PASSAGE EXTRAIT
--------------------

Combien y a-t-il de fumeurs et fumeuses de cigare dans notre pays? «Impossible de le dire avec précision. Il n’existe pas de statistiques claires à ce sujet», confie Alexis Aazam, directeur de la prestigieuse boutique familiale de cigares La Couronne, à Nyon. Il faut puiser dans les chiffres de la fondation Addiction Suisse pour se faire une idée. Selon elle, 11% des 1,4 million de fumeurs helvétiques quotidiens se partagent le marché du cigare, du cigarillo et de la pipe. «Bien qu’on constate une hausse de sa consommation, le cigare reste un marché de niche. Cette croissance est due à une explosion du nombre de publications qui lui sont dédiées sur les réseaux sociaux depuis le covid ainsi qu’à notre niveau de vie élevé. Fumer le cigare est devenu lifestyle dans notre pays», poursuit celui qui a diversifié ses activités via des plateformes de vente en ligne.

--------------------

ENTRÉES FOURNIES
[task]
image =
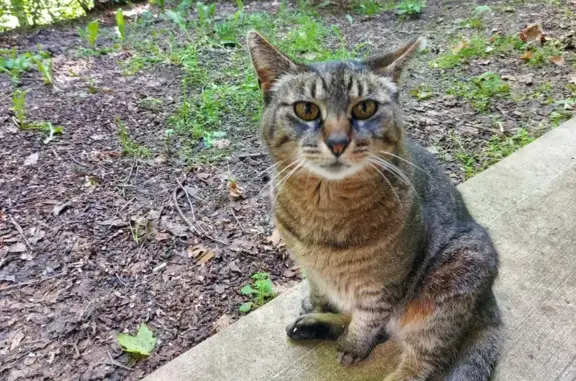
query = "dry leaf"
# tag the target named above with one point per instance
(196, 250)
(234, 191)
(16, 339)
(527, 56)
(206, 257)
(533, 34)
(459, 46)
(558, 60)
(276, 239)
(32, 159)
(222, 322)
(220, 144)
(159, 236)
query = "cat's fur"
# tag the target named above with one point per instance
(384, 238)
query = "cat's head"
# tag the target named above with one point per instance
(330, 118)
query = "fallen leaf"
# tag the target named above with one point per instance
(206, 257)
(533, 34)
(558, 60)
(17, 248)
(58, 209)
(222, 322)
(222, 143)
(527, 56)
(275, 239)
(196, 250)
(526, 79)
(234, 191)
(463, 43)
(16, 339)
(114, 222)
(160, 236)
(32, 159)
(142, 344)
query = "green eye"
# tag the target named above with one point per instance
(364, 110)
(307, 111)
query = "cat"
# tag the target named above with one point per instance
(385, 240)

--------------------

Reproduisez intégralement, sans la moindre modification, le passage sur la consommation de cigares en Suisse. Ce matériel n'est d'aucune utilité ici.

SOLUTION PROPOSÉE
Combien y a-t-il de fumeurs et fumeuses de cigare dans notre pays? «Impossible de le dire avec précision. Il n’existe pas de statistiques claires à ce sujet», confie Alexis Aazam, directeur de la prestigieuse boutique familiale de cigares La Couronne, à Nyon. Il faut puiser dans les chiffres de la fondation Addiction Suisse pour se faire une idée. Selon elle, 11% des 1,4 million de fumeurs helvétiques quotidiens se partagent le marché du cigare, du cigarillo et de la pipe. «Bien qu’on constate une hausse de sa consommation, le cigare reste un marché de niche. Cette croissance est due à une explosion du nombre de publications qui lui sont dédiées sur les réseaux sociaux depuis le covid ainsi qu’à notre niveau de vie élevé. Fumer le cigare est devenu lifestyle dans notre pays», poursuit celui qui a diversifié ses activités via des plateformes de vente en ligne.